*Tâche courte 1*:
Dans le texte proposé, reprenez le passage qui s'ouvre sur les mots contenant "Et ce même jour" et se clôt sur "à son plaisir.", en renommant "capitaine" en "commandant".
*Tâche courte 2*:
Répondez à ces questions sur le texte proposé.
(a) Quel est le nom du capitaine de Berne ?
(b) Où les sœurs se retirèrent-elles toutes ensemble ?
(c) Où le capitaine s'arrêta-t-il en passant devant l'église ?

::: Texte proposé :::

Et ce même jour après
dîné, vint le capitaine de Berne
nommé Triboulet, méchant
luthérien, qui par commandement des Bernois
ordonnait par la cité à son plaisir.
La mère abbesse et sa vicaire, après
l'avoir salué, lui dirent leur
manière de vivre, et comme elles
étaient recluses pour l'amour de Dieu, et
que personne n'entrait; mais il se mit en
colère et les pauvres dames craignant plus
grand malheur, ouvrirent et entra comme un lion. Et
les pauvres soeurs toutes ensemble se
retirèrent à l'église,
prosternant la face en terre, priant Dieu en grande
abondance de larmes et angoisses. Et passant devant
l'église s'arrêta à la porte,
sans entrer, et eut pitié et pria la
mère abbesse de les faire dresser. Adonc
elle lui recommanda cette pauvre
désolée compagnie, et lors commanda
aux soeurs de le saluer et demander
miséricorde, qu'il lui plût leur
laisser servir Dieu en clôture le reste de
leur vie. Et ainsi qu'il plut à Dieu son
coeur fut tout transmué de pitié, et
ne savait que dire, sinon de les
réconforter, leur promettant que par lui ne
leur serait jamais fait aucun
déplaisir mais de tout son pouvoir les
contregarderait, et s'en retourna tout
édifié, sans qu'on leur fît
aucun mal.

::: Enregistrements fournis :::

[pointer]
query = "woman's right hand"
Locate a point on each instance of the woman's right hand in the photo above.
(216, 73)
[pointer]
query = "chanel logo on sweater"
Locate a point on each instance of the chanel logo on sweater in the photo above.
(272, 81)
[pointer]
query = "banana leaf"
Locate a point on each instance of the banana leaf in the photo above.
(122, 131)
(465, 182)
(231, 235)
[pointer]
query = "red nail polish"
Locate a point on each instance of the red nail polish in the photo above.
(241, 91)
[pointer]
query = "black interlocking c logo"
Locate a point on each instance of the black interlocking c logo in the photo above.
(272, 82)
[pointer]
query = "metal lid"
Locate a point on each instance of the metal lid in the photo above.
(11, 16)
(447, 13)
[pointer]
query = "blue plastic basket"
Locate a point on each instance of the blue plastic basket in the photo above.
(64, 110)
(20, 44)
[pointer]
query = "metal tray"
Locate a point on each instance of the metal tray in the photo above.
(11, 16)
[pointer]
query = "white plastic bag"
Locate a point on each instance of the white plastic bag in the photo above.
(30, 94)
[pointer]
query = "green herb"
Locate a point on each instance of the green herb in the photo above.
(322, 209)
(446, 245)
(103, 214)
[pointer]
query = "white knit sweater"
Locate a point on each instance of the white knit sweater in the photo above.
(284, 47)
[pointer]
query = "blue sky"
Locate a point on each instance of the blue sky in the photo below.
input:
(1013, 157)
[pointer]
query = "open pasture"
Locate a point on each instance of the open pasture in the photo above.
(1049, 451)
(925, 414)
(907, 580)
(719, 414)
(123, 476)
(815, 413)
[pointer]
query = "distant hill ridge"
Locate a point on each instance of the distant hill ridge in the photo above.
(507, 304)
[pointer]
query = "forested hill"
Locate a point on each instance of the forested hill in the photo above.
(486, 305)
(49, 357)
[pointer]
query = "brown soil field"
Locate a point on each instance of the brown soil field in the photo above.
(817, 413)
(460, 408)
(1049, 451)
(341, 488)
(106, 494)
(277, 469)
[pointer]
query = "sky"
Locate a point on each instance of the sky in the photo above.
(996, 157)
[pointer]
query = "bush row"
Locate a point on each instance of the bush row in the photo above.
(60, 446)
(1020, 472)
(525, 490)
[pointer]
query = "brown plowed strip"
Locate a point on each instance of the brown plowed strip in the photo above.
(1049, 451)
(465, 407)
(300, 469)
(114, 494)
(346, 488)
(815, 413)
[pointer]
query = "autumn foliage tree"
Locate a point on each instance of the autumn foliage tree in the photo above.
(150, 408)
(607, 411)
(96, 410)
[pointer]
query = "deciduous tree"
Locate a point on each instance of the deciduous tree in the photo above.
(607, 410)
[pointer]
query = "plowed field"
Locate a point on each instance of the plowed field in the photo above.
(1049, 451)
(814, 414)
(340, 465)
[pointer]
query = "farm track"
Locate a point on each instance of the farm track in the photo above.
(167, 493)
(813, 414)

:::
::: Enregistrements fournis :::

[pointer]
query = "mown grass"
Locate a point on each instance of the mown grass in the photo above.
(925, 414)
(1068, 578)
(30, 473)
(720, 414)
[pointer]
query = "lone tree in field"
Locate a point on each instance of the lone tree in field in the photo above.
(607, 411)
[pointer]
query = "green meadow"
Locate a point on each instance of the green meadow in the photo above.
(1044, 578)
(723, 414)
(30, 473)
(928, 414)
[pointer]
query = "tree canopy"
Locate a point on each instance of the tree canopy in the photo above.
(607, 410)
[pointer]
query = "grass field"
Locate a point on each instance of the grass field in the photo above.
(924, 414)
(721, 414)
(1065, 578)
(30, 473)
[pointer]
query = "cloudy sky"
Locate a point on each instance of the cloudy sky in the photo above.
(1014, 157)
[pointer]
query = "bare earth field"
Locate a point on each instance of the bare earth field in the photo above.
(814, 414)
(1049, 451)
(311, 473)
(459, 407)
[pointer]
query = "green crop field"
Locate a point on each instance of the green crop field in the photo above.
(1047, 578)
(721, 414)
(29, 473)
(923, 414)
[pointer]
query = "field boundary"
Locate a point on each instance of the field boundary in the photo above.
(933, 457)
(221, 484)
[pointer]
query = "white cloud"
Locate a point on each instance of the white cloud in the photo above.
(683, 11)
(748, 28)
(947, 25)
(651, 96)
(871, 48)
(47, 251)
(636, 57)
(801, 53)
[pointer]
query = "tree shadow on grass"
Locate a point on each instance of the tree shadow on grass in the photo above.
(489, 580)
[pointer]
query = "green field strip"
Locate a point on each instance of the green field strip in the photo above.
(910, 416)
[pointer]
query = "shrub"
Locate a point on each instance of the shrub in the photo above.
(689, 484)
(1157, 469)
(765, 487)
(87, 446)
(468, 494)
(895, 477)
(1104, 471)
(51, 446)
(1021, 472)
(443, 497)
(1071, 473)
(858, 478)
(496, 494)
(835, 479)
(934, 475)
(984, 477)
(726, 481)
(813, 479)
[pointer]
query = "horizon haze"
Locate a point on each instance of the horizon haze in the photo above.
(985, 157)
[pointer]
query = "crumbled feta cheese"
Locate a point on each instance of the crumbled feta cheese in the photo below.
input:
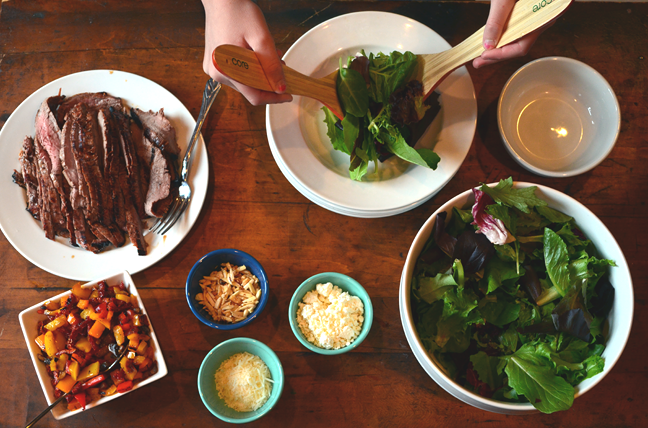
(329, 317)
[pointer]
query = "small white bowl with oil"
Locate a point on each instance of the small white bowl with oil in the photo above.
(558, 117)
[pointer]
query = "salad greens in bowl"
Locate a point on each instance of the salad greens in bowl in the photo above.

:::
::: Enregistrements fournis :::

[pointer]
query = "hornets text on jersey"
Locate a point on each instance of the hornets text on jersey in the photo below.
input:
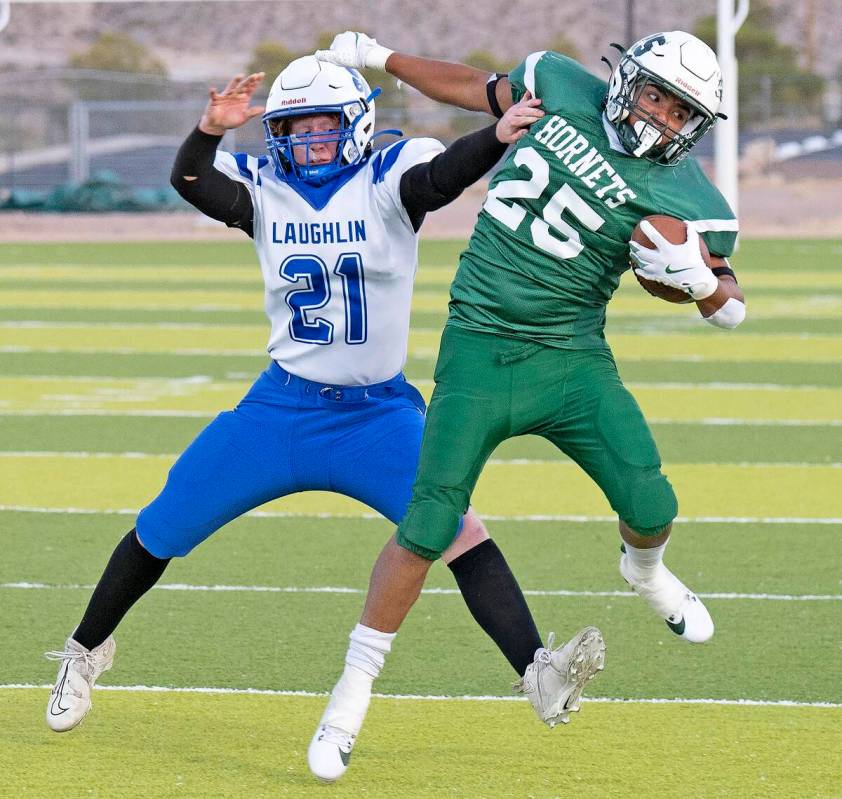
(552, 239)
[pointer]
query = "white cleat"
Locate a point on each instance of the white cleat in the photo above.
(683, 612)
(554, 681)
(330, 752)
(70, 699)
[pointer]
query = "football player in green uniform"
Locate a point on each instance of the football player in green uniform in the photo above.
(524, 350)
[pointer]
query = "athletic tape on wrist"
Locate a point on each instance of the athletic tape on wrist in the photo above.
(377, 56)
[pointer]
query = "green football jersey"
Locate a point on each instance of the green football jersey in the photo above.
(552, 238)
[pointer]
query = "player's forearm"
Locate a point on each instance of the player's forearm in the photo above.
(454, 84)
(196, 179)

:::

*Solution 1*:
Et ce même jour après
dîné, vint le commandant de Berne
nommé Triboulet, méchant
luthérien, qui par commandement des Bernois
ordonnait par la cité à son plaisir.

*Solution 2*:
(a) Triboulet.
(b) À l'église.
(c) À la porte de l'église, sans entrer.